Supplied passage
"""

An Introduction and Best Practice of DataWorks Data Security Module

By Liu Tianyuan and Jia Xi, Product Managers of DataWorks

This article is a part of the One-stop Big Data Development and Governance DataWorks Use Collection.

1. Background of Data Security Protection

The history of data usage can be divided into three phases: 1.0, 2.0, and 3.0. The 1.0 phase is characterized by a single data user. Therefore, data security protection is also single, using institutional norms and post-audit for data security management. At the 2.0 phase, data work began to be structured, forming multiple roles, such as data development, BI, and mining modeling. Data security protection adopts virtual machine connection. At the 3.0 phase, the amount of data becomes larger, and the data role becomes more complex. Discovering value from the data requires more participants, including operation, product, research, and development personnel. At this time, data security management is generally based on the classification and grading of data. On this basis, authority control, desensitization, encryption, auditing, and other access controls are carried out.

Enterprises are facing three main problems:

Since the amount of data is large, the biggest problem for enterprise managers is where to distribute the sensitive data. On this basis, the enterprises can carry out authority control, encryption, and desensitization.

"""

Exercise A
Can you return the passage of the DataWorks security article from "Enterprises are facing" up to and including "encryption, and desensitization.", word for word?

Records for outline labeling
"""

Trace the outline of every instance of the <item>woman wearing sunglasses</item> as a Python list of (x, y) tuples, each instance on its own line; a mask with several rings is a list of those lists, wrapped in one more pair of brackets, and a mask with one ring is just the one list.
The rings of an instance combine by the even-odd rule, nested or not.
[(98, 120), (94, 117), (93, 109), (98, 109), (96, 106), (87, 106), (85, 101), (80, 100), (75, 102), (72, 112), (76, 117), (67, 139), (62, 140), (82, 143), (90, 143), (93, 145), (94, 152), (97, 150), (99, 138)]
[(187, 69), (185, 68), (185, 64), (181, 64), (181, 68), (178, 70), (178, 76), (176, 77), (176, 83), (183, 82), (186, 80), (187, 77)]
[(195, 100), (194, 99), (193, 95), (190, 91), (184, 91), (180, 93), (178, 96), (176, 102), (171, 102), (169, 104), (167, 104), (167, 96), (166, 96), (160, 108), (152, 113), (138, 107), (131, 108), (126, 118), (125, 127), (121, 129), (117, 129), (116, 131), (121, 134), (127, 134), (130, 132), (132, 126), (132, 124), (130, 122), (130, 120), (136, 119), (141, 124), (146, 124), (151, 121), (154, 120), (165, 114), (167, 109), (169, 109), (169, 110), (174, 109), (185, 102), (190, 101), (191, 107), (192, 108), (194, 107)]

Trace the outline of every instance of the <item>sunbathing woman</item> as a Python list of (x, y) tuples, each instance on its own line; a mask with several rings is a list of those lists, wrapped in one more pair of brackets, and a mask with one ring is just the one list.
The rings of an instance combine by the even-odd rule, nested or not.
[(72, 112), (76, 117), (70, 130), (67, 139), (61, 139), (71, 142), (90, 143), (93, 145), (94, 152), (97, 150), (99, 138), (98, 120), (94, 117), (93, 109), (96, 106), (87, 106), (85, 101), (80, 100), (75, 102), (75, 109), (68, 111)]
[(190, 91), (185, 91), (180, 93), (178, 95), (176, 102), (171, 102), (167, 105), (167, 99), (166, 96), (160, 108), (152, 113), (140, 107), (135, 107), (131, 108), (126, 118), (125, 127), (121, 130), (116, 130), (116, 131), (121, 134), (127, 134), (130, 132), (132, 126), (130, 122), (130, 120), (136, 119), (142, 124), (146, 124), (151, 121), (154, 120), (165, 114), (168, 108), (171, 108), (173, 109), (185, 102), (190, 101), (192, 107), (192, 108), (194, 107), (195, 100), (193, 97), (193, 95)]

"""

Exercise B
Can you resize the listing from its start up to and including the line with "108), (194, 107)]"? Repeat every line, request lines included, but multiply each outline coordinate by 1.5 and round it to a whole number, with halves rounded up. Give only those lines.

Answer A
Enterprises are facing three main problems:

Since the amount of data is large, the biggest problem for enterprise managers is where to distribute the sensitive data. On this basis, the enterprises can carry out authority control, encryption, and desensitization.

Answer B
Trace the outline of every instance of the <item>woman wearing sunglasses</item> as a Python list of (x, y) tuples, each instance on its own line; a mask with several rings is a list of those lists, wrapped in one more pair of brackets, and a mask with one ring is just the one list.
The rings of an instance combine by the even-odd rule, nested or not.
[(147, 180), (141, 176), (140, 164), (147, 164), (144, 159), (131, 159), (128, 152), (120, 150), (113, 153), (108, 168), (114, 176), (101, 209), (93, 210), (123, 215), (135, 215), (140, 218), (141, 228), (146, 225), (149, 207)]
[(281, 104), (278, 102), (278, 96), (272, 96), (272, 102), (267, 105), (267, 114), (264, 116), (264, 125), (275, 123), (279, 120), (281, 116)]
[(293, 150), (291, 149), (290, 143), (285, 137), (276, 137), (270, 140), (267, 144), (264, 153), (257, 153), (254, 156), (251, 156), (251, 144), (249, 144), (240, 162), (228, 170), (207, 161), (197, 162), (189, 177), (188, 191), (182, 194), (176, 194), (174, 197), (182, 201), (191, 201), (195, 198), (198, 189), (198, 186), (195, 183), (195, 180), (204, 179), (212, 186), (219, 186), (227, 182), (231, 180), (248, 171), (251, 164), (254, 164), (254, 165), (261, 164), (278, 153), (285, 152), (287, 161), (288, 162), (291, 161)]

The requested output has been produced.